**EXERCISE:** Output the records again without any change, beginning with the line that contains "TARGET: the white track line" and ending after the line that contains "(1170, 579)".

>> begin DATA EXCERPTS

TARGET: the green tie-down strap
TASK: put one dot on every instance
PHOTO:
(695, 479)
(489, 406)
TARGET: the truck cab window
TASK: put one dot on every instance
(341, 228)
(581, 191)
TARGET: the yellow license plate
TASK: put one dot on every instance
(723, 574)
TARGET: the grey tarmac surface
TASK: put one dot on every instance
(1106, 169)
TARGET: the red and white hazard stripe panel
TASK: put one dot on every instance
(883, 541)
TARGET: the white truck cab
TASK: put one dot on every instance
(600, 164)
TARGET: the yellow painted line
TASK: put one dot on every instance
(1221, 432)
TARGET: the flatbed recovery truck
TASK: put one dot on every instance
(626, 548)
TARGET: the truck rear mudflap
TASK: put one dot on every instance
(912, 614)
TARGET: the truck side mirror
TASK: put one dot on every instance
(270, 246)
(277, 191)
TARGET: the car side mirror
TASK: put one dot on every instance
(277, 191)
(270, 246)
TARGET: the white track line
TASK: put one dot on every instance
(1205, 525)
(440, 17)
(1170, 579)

>> end DATA EXCERPTS
>> begin DATA EXCERPTS

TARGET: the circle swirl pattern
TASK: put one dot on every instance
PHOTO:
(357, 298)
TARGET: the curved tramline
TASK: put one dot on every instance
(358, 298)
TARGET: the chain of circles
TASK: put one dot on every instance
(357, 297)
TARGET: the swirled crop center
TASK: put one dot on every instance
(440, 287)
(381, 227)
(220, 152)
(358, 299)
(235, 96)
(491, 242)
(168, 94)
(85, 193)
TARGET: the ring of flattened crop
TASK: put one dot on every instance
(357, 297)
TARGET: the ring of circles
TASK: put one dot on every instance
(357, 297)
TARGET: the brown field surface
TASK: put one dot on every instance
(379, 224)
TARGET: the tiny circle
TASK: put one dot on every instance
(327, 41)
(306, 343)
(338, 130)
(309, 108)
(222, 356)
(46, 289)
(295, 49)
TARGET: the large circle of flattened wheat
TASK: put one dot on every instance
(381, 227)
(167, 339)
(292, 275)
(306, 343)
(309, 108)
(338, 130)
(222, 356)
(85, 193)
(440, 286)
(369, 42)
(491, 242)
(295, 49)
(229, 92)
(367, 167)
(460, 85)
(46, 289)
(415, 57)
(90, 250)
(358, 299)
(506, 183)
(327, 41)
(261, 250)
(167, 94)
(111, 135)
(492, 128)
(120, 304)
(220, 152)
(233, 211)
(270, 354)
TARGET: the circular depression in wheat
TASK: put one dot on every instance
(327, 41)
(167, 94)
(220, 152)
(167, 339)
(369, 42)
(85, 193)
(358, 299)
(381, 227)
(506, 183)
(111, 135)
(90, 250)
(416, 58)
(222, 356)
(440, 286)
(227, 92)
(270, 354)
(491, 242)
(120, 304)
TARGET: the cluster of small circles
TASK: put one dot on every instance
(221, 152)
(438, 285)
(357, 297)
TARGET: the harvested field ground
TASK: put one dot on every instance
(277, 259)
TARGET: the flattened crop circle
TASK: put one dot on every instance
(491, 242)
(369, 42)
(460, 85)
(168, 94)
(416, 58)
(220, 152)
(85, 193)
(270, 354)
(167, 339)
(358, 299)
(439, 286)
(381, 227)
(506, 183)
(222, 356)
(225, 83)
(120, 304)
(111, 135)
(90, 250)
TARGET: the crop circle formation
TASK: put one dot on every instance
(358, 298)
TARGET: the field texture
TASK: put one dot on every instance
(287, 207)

>> end DATA EXCERPTS
>> begin DATA EXCERPTS

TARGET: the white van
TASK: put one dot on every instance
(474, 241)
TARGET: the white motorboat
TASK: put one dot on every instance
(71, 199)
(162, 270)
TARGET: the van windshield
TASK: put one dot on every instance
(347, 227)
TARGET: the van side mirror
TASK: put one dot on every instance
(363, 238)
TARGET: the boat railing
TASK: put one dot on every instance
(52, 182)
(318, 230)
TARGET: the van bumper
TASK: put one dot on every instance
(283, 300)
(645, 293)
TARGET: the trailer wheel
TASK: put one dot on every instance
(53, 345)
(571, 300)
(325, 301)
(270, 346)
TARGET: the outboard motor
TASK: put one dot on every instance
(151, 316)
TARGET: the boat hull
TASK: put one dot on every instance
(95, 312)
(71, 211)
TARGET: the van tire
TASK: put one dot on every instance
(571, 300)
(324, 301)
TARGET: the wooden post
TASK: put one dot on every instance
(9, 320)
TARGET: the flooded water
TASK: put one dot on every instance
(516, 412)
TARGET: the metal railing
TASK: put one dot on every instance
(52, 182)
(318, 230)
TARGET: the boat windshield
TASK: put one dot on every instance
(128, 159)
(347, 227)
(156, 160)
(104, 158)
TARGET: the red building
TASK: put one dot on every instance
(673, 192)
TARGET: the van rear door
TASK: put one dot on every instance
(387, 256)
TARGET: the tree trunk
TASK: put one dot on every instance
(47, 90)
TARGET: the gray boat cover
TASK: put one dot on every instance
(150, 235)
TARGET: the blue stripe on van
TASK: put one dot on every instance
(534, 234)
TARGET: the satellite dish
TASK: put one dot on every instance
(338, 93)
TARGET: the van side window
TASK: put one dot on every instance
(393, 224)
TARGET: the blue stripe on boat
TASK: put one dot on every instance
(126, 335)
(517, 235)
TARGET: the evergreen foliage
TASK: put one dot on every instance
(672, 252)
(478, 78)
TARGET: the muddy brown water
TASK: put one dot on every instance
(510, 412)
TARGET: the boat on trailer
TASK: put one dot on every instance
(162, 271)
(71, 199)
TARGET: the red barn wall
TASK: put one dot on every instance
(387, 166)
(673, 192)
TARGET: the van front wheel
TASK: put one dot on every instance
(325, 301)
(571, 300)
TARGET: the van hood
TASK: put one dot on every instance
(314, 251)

>> end DATA EXCERPTS

**EXPECTED ANSWER:**
TARGET: the white track line
TASK: put one dot on every instance
(1205, 525)
(440, 17)
(1170, 579)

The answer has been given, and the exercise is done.